# [Aim]
Put the entries from the line with "outline --target=crowd of" through the line with "Mark the region of every instance of the crowd" into a Markdown table with the columns Row and Text, numbering each line and skipping any blank lines.

[Region annotation items]
-.-.-

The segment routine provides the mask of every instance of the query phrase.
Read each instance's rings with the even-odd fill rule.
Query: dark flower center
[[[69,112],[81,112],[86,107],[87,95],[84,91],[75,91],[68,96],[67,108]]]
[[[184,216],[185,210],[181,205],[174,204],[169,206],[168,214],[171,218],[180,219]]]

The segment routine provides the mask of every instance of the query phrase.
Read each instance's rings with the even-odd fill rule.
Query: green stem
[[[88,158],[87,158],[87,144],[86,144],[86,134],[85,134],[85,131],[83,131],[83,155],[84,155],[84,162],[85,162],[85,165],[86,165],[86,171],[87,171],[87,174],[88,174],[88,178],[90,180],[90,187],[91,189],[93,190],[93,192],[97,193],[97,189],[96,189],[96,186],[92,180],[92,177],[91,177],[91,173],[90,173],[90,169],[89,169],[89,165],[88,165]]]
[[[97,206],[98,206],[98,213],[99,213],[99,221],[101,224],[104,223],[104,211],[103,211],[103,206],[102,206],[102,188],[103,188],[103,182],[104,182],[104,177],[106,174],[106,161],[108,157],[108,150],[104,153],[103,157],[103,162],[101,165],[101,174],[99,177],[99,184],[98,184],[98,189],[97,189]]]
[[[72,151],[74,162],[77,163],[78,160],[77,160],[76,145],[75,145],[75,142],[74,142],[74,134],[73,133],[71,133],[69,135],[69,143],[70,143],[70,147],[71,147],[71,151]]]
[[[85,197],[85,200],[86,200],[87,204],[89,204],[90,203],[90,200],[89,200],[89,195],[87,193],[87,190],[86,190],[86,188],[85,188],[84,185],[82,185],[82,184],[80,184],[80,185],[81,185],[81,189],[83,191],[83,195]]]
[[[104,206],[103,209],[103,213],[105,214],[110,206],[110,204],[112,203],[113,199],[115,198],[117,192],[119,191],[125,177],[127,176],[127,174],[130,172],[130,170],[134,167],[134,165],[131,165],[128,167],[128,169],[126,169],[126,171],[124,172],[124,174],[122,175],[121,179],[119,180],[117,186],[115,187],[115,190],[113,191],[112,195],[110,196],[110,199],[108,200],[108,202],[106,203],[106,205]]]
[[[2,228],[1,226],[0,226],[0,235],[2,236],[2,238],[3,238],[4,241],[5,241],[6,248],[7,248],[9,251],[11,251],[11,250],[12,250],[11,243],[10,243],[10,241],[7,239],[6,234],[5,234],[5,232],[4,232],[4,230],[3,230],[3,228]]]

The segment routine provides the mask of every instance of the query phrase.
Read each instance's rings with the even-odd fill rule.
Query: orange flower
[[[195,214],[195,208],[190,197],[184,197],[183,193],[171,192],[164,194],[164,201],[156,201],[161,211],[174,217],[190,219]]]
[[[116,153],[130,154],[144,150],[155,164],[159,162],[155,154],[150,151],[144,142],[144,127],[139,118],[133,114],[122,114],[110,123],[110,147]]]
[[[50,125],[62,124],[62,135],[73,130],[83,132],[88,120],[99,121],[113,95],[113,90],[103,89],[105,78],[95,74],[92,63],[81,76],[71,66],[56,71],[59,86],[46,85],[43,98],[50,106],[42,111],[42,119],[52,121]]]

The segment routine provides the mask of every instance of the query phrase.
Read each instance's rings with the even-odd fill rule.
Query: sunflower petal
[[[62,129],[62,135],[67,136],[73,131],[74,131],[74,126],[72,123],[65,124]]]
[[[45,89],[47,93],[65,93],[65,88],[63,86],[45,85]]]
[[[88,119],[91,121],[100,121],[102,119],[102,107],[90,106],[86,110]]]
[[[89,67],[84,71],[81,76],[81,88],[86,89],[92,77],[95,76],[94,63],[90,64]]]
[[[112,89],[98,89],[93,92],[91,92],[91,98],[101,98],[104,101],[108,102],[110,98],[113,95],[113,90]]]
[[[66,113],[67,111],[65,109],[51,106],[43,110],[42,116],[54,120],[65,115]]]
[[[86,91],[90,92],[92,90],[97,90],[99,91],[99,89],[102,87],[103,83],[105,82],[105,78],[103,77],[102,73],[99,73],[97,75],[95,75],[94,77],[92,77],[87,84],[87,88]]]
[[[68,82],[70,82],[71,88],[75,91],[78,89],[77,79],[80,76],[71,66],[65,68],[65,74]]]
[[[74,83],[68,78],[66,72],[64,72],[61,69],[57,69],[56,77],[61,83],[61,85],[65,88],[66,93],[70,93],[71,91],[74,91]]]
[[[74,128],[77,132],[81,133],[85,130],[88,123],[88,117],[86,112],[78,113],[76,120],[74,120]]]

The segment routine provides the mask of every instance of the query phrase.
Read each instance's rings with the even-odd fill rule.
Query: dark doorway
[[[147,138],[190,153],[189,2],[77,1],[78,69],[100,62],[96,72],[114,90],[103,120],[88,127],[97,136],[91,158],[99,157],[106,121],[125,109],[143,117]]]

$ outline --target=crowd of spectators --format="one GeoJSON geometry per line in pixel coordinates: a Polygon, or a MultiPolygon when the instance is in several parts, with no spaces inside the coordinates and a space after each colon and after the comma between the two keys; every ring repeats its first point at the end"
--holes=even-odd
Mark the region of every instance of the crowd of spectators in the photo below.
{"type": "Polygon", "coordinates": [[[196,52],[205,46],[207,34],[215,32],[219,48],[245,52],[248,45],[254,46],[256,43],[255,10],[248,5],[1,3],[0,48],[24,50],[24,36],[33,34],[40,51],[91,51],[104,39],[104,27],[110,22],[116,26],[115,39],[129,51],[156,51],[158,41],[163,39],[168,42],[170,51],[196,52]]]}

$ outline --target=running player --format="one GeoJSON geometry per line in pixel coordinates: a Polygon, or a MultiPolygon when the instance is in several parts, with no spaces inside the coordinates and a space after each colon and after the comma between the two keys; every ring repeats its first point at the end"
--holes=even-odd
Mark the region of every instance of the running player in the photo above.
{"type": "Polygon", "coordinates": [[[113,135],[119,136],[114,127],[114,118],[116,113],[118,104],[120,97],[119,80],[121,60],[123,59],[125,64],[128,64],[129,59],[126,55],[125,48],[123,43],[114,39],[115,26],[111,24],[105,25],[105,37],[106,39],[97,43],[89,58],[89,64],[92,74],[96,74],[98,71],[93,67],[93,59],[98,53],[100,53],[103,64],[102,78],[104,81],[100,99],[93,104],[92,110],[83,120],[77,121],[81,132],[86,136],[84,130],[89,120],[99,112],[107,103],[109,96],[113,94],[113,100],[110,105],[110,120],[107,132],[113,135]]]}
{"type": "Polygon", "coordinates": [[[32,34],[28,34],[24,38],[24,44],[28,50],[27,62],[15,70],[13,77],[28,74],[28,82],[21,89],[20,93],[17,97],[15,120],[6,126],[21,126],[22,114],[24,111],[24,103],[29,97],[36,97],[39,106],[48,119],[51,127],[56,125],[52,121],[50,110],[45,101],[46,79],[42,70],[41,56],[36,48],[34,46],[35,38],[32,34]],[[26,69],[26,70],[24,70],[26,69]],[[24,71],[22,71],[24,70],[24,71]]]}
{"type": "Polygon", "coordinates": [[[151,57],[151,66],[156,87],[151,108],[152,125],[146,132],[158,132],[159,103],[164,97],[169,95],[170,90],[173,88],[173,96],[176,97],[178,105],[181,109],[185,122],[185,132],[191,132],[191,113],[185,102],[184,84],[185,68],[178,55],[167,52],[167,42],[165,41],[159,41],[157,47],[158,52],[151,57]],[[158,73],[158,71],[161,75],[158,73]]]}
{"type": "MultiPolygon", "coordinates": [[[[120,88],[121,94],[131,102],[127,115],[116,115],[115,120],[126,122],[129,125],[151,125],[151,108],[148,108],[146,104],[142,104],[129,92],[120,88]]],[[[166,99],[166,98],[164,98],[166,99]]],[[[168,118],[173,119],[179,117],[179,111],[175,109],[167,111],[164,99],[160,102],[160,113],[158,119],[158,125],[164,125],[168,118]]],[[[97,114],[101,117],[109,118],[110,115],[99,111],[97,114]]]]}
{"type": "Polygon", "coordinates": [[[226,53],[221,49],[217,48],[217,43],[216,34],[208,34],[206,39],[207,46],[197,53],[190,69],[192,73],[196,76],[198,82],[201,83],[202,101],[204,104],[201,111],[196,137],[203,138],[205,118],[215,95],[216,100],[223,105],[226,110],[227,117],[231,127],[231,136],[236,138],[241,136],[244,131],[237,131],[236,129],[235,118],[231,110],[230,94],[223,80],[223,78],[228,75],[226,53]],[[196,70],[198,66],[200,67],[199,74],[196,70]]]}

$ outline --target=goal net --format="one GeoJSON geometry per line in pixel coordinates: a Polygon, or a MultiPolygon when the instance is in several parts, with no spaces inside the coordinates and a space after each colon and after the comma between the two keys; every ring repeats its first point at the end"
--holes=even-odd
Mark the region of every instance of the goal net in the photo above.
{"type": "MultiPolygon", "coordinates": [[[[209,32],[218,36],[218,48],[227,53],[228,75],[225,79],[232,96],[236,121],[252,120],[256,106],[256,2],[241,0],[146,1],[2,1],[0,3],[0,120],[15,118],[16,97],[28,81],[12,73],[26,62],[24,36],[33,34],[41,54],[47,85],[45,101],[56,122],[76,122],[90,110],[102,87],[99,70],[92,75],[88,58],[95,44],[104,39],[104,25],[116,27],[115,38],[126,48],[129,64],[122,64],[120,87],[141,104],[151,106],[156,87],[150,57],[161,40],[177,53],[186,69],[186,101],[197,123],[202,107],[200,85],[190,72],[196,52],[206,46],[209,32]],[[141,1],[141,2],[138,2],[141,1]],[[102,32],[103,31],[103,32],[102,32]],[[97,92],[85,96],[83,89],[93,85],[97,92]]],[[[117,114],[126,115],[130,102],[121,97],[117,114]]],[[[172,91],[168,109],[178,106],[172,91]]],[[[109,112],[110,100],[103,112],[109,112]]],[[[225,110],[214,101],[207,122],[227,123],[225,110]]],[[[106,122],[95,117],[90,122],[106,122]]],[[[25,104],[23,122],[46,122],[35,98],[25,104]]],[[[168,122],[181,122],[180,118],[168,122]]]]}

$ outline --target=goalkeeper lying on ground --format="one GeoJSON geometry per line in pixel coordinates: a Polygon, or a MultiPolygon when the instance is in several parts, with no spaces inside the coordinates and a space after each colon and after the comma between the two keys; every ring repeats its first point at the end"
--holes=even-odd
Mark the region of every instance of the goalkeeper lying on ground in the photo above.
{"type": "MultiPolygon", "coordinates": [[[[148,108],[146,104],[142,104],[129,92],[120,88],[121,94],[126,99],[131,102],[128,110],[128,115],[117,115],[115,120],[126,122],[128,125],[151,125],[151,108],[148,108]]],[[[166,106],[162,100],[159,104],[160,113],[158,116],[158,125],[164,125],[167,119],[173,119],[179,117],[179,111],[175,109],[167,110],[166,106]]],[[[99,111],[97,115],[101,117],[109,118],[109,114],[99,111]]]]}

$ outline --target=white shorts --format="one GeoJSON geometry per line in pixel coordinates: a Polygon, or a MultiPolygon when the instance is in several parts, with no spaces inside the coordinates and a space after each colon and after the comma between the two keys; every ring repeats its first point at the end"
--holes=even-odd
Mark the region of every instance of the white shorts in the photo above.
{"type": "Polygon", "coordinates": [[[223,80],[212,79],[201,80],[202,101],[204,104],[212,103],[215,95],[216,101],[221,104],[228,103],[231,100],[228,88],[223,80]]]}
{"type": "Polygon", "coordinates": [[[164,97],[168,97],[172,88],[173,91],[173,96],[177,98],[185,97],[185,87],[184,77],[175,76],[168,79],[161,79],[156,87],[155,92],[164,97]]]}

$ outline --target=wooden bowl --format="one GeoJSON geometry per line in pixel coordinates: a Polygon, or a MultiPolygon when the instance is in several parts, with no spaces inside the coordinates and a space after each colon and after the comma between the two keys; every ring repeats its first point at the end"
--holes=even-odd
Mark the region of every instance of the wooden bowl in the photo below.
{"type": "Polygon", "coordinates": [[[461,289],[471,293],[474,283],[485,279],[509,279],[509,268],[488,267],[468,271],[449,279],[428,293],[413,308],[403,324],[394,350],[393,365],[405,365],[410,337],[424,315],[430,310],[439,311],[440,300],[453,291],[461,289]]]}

-.-.-

# [Result below]
| Row | Text |
|---|---|
| 1 | $ outline --target=crowd of spectators --format="one GeoJSON geometry per line in pixel coordinates: a Polygon, or a MultiPolygon when the instance is in several parts, with no spaces inside the coordinates and a space after each colon and after the comma between the two keys; every ring repeats its first point at the end" |
| 2 | --holes=even-odd |
| 3 | Mark the region of every instance of the crowd of spectators in the photo below. |